Transcribe the listing word for word.

Recorded information
- - -
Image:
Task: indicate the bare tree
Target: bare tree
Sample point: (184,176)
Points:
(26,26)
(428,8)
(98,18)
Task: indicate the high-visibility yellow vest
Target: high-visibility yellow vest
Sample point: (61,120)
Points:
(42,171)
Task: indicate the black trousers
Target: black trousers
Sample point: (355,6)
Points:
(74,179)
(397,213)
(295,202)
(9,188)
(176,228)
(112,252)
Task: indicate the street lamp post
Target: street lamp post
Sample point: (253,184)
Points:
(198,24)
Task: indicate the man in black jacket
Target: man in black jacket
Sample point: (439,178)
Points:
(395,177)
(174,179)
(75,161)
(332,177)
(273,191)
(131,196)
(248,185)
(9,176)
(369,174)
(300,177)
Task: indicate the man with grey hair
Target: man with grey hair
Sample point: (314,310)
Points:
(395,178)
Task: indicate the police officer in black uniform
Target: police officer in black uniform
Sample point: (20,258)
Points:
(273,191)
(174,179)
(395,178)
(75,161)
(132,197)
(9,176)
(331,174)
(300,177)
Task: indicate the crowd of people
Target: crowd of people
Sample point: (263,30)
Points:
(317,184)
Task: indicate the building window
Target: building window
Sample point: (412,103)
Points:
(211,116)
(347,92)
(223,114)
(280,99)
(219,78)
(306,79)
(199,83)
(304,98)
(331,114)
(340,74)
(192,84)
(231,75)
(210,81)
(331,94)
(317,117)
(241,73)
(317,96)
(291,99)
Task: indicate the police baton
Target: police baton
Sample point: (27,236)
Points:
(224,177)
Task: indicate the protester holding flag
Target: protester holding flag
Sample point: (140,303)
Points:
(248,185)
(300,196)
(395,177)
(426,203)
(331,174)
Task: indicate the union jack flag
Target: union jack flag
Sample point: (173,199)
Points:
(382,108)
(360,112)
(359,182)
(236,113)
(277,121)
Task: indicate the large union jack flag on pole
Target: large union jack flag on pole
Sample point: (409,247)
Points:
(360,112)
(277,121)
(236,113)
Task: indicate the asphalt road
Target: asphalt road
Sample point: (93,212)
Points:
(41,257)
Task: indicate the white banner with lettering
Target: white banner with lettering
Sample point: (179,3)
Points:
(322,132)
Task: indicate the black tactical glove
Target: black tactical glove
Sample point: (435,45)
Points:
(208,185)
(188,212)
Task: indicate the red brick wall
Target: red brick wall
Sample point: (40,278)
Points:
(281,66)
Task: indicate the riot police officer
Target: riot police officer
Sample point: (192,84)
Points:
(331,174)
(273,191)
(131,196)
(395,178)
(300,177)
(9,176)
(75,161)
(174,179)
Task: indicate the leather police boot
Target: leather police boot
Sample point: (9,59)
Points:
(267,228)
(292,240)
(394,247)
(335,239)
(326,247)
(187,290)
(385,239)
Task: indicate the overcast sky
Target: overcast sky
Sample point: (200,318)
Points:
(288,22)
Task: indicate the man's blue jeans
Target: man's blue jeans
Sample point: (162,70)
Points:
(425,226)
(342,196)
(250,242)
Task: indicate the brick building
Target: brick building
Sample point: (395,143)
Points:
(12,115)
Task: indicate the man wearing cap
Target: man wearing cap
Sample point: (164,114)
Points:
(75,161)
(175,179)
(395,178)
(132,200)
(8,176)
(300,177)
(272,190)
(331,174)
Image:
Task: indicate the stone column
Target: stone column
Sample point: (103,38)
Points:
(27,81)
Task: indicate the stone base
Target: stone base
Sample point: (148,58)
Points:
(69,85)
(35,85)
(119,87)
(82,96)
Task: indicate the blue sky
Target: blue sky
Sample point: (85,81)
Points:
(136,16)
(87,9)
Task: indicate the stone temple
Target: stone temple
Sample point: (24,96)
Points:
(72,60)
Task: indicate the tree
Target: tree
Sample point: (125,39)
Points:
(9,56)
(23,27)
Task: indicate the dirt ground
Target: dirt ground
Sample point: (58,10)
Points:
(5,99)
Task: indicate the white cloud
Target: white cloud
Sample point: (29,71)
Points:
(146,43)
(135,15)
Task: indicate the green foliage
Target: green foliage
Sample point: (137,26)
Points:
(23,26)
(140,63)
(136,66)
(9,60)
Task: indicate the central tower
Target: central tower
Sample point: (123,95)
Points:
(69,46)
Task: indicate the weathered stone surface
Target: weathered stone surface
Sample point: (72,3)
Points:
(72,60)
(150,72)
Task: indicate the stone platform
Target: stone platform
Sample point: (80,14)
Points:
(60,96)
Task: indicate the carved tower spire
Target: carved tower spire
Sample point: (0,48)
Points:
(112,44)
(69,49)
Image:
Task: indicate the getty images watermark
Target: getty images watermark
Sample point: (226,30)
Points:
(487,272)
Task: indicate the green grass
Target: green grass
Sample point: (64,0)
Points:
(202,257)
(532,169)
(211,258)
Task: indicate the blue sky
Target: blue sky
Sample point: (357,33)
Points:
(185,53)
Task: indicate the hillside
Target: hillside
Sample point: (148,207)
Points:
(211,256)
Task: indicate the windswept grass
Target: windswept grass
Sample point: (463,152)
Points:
- - -
Output below
Image:
Task: indicate the bare tree
Target: bare tree
Sample point: (184,176)
Points:
(26,26)
(428,8)
(98,18)
Task: indicate the high-visibility yellow vest
Target: high-visibility yellow vest
Sample point: (61,120)
Points:
(42,171)
Task: indicate the black trousers
Target: black trousers
Sample point: (355,6)
Points:
(74,179)
(397,213)
(295,202)
(9,188)
(176,228)
(112,252)
Task: indicate the street lamp post
Target: street lamp post
Sample point: (253,184)
Points:
(198,24)
Task: indicate the man in black jacket
Target: man in black jacket
Sample point: (439,178)
Points:
(395,177)
(174,179)
(75,161)
(332,177)
(273,191)
(131,196)
(248,185)
(9,176)
(369,174)
(300,177)
Task: indicate the man with grey hair
Target: man with grey hair
Sample point: (314,310)
Points:
(395,178)
Task: indicate the police officer in black uniform
Target: police officer in black uniform
Sample point: (20,258)
Points:
(273,191)
(174,179)
(395,178)
(75,161)
(132,197)
(9,176)
(331,174)
(300,177)
Task: indicate the crowd of people
Target: crowd of people
Sample point: (263,30)
Points:
(317,184)
Task: indicate the building window
Target: building window
Sample point: (412,103)
Points:
(211,116)
(347,92)
(223,114)
(280,99)
(219,78)
(306,79)
(199,83)
(304,98)
(331,114)
(340,74)
(192,84)
(231,75)
(210,81)
(331,94)
(317,117)
(241,73)
(317,96)
(291,99)
Task: indicate the police baton
Target: police baton
Sample point: (27,236)
Points:
(224,177)
Task: indicate the protester holding flag
Target: protester holding flag
Sample point: (140,303)
Points:
(248,185)
(300,196)
(395,177)
(426,203)
(331,174)
Task: indicate the union jack flag
Target: union jack flag
Sample point: (173,199)
Points:
(382,108)
(360,112)
(359,182)
(236,113)
(277,121)
Task: indicate the large union jack flag on pole
Target: large union jack flag on pole
Sample point: (409,247)
Points:
(360,112)
(277,121)
(236,113)
Task: indicate the asphalt road
Target: asphalt road
Sample point: (93,212)
Points:
(41,257)
Task: indicate the white banner with lettering
Target: white banner with lettering
Sample point: (179,3)
Points:
(322,132)
Task: indicate the black tactical glove
Target: black tactical glove
Sample point: (435,45)
Points:
(208,185)
(188,212)
Task: indicate the red brick wall
Target: red brick wall
Sample point: (40,278)
Points:
(281,66)
Task: indicate the riot police officer
Target: riot police officer
Sample point: (192,84)
Points:
(331,174)
(273,191)
(131,196)
(395,178)
(300,177)
(9,176)
(75,161)
(174,179)
Task: indicate the leather police boot
Target: leather police boot
Sample point: (9,59)
Points:
(267,228)
(292,240)
(394,247)
(335,239)
(326,247)
(187,290)
(385,239)
Task: indicate the overcast sky
Target: overcast sky
Sample point: (200,318)
Points:
(288,22)
Task: indicate the man's blue jeans
Target: man's blue jeans
Sample point: (162,70)
Points:
(425,226)
(342,196)
(250,242)
Task: indicate the brick building
Target: brick building
Sample point: (395,143)
Points:
(12,115)
Task: indicate the man wearing cap
Target: man wearing cap
Sample point: (164,114)
Points:
(75,161)
(175,179)
(395,178)
(132,200)
(8,176)
(300,177)
(272,190)
(331,174)
Image:
Task: indicate the stone column
Target: stone column
Sample point: (103,38)
Points:
(27,81)
Task: indicate the stone base
Target: stone base
Sample point: (148,58)
Points:
(69,85)
(35,85)
(119,87)
(82,96)
Task: indicate the blue sky
Target: blue sky
Sample point: (85,81)
Points:
(136,16)
(87,9)
Task: indicate the stone temple
Target: stone temple
Sample point: (24,96)
Points:
(72,60)
Task: indicate the tree
Target: tree
Sample point: (125,39)
Points:
(9,56)
(23,27)
Task: indicate the dirt ground
Target: dirt ground
Sample point: (58,10)
Points:
(5,99)
Task: indicate the white cloud
Target: white cloud
Sample point: (29,71)
Points:
(146,43)
(135,15)
Task: indicate the green foliage
Target: green foliage
Sample point: (137,26)
Points:
(23,26)
(140,63)
(136,66)
(9,60)
Task: indicate the central tower
Target: central tower
Sample point: (123,95)
Points:
(69,46)
Task: indicate the weathered stone surface
Target: weathered stone surface
Sample point: (72,3)
Points:
(72,60)
(150,72)
Task: indicate the stone platform
Target: stone platform
Sample point: (80,14)
Points:
(60,96)
Task: indicate the carved tower spire
Target: carved tower spire
Sample point: (0,48)
Points:
(112,44)
(69,49)
Image:
Task: indicate the getty images watermark
Target: getty images watermark
Sample point: (226,30)
Points:
(487,272)
Task: indicate the green grass
Target: green grass
Sample point: (64,0)
Points:
(202,257)
(532,169)
(211,258)
Task: indicate the blue sky
Target: blue sky
Sample point: (357,33)
Points:
(185,53)
Task: indicate the hillside
Target: hillside
Sample point: (148,207)
Points:
(211,256)
Task: indicate the windswept grass
Target: windswept grass
Sample point: (463,152)
Points:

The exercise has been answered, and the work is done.